## TASK GOAL
Reproduce the records below word for word, everything from the line containing "Bet you can't find white banner" down to the line containing "[665,312,707,345]", including both of those lines.

Start of DATA FOR THE TASK

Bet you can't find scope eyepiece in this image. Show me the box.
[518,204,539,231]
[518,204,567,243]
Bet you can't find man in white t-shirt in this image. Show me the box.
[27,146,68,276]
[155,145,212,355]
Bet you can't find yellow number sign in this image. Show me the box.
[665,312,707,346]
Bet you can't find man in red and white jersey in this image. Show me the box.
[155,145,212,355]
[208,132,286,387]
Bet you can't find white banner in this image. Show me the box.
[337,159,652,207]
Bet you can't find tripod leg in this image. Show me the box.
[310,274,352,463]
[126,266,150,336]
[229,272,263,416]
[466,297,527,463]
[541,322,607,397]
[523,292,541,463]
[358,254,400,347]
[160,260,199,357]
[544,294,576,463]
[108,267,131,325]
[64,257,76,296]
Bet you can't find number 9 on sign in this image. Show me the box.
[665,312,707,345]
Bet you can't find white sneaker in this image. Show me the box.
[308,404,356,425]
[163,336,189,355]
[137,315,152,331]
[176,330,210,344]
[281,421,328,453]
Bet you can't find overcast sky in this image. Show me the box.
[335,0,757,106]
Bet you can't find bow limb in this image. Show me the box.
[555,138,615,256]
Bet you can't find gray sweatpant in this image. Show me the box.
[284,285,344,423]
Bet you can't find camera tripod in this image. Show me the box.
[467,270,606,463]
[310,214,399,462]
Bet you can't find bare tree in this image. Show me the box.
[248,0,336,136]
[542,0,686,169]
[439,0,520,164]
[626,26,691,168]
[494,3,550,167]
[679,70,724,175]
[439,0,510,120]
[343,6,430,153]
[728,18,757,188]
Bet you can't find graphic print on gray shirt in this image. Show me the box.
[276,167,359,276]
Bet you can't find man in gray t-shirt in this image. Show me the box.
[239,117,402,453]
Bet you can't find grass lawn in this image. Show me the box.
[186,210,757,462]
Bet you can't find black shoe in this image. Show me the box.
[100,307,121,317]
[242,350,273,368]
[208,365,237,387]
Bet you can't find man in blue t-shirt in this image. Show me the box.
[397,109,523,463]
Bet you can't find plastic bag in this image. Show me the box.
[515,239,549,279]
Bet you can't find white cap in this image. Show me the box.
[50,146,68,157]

End of DATA FOR THE TASK
Start of DATA FOR THE TASK

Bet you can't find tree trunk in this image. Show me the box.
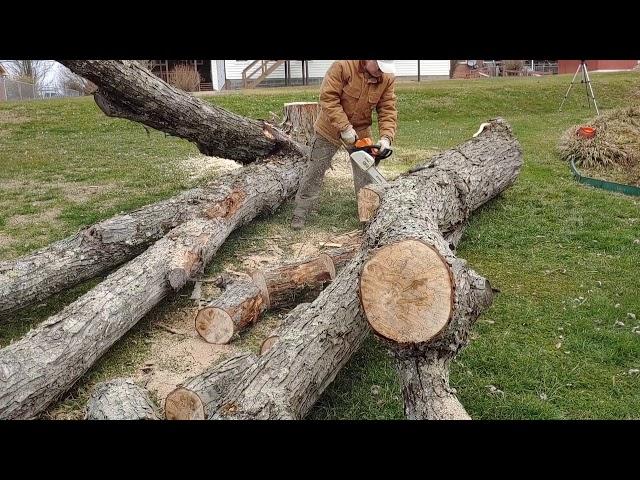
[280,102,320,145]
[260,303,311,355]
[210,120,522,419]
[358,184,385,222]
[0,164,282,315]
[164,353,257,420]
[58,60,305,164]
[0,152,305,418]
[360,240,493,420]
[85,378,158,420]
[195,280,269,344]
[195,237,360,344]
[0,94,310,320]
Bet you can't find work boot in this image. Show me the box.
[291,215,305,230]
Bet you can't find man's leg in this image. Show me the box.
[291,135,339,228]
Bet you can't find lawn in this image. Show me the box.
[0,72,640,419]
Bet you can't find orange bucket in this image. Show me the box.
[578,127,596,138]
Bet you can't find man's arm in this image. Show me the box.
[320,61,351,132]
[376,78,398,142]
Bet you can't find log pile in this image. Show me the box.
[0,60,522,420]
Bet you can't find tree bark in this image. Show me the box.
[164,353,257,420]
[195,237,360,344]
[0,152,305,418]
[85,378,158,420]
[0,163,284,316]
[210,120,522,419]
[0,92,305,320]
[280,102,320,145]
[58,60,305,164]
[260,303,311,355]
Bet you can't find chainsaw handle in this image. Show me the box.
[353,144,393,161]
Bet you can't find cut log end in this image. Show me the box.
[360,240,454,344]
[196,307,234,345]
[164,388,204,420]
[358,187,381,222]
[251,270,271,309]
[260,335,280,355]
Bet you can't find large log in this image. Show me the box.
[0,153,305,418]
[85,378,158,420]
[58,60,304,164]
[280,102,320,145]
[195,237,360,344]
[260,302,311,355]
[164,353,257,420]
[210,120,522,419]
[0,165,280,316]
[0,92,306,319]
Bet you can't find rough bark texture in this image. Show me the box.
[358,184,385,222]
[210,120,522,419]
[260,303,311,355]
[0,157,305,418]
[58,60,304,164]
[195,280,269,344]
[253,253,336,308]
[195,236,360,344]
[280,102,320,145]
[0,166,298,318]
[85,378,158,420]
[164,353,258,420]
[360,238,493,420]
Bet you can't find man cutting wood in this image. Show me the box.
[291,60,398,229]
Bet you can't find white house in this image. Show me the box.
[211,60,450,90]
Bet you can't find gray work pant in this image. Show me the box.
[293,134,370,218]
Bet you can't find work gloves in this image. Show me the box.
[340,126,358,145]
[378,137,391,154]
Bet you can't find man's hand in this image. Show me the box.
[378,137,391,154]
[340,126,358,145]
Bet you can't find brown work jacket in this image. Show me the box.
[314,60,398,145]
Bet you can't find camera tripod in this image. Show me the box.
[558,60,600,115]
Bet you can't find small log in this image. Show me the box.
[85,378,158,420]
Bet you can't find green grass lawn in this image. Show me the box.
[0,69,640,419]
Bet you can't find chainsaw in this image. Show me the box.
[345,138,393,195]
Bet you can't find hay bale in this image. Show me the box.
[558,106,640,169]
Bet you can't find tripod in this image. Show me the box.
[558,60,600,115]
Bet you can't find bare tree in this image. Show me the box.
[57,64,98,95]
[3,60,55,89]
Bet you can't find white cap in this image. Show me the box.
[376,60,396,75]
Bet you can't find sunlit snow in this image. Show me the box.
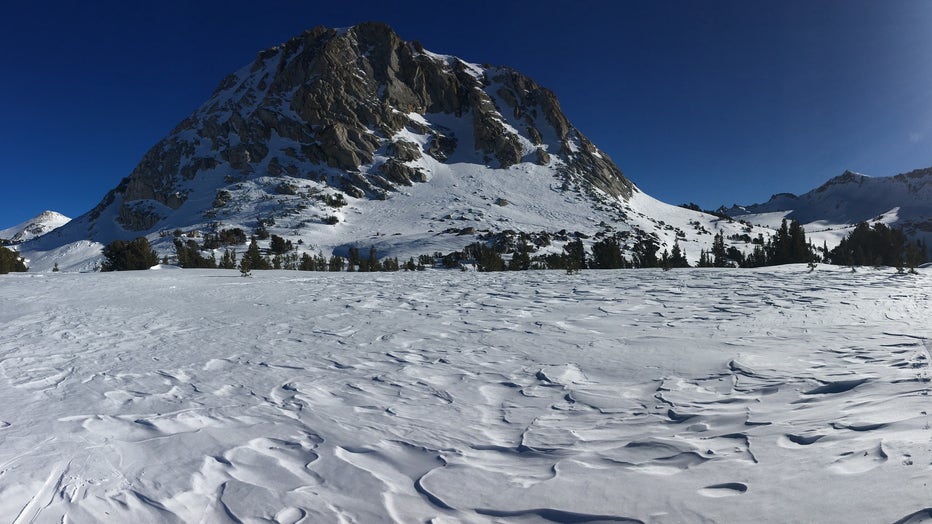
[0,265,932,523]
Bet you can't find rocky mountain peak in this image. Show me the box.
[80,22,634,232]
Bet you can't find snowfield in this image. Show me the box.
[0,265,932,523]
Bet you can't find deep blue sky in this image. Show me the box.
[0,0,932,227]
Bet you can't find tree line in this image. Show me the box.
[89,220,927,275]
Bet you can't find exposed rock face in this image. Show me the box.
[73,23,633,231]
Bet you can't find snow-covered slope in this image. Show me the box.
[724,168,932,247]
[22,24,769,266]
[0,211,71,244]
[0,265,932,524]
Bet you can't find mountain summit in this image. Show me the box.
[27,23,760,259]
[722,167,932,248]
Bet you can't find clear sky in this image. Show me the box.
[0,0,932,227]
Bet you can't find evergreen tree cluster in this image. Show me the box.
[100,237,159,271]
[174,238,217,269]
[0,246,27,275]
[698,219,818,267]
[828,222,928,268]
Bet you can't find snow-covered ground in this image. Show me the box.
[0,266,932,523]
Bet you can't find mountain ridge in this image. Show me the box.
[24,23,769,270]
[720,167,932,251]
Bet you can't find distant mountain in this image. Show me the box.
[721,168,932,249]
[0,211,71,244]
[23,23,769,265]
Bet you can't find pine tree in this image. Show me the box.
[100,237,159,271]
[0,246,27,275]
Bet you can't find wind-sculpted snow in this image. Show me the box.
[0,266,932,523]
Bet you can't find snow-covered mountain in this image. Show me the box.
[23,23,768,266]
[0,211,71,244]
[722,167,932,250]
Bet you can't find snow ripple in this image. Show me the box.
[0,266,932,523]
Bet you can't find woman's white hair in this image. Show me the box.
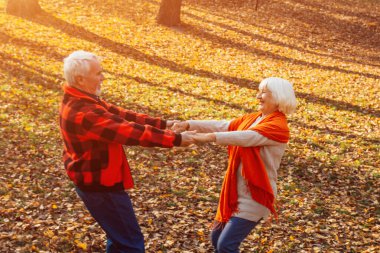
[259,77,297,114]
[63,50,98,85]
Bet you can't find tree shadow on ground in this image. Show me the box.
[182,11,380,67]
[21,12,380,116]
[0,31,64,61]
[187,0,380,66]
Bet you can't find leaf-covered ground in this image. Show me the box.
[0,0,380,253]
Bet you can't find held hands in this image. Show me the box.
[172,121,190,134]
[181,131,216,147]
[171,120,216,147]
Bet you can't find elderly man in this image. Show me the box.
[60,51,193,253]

End of DATA FOR THE TASK

## WORKED SOLUTION
Bet you can't find white banner in this image. Show me the box.
[337,159,652,207]
Bet you can't find tripod leg in this image. Show me the box.
[310,274,352,463]
[126,266,150,336]
[229,272,263,416]
[466,297,527,463]
[541,322,607,397]
[523,292,541,463]
[358,254,400,347]
[160,260,199,357]
[544,294,576,463]
[108,267,131,325]
[64,257,76,296]
Bet you can't find number 9 on sign in this image. Show me the box.
[665,312,707,345]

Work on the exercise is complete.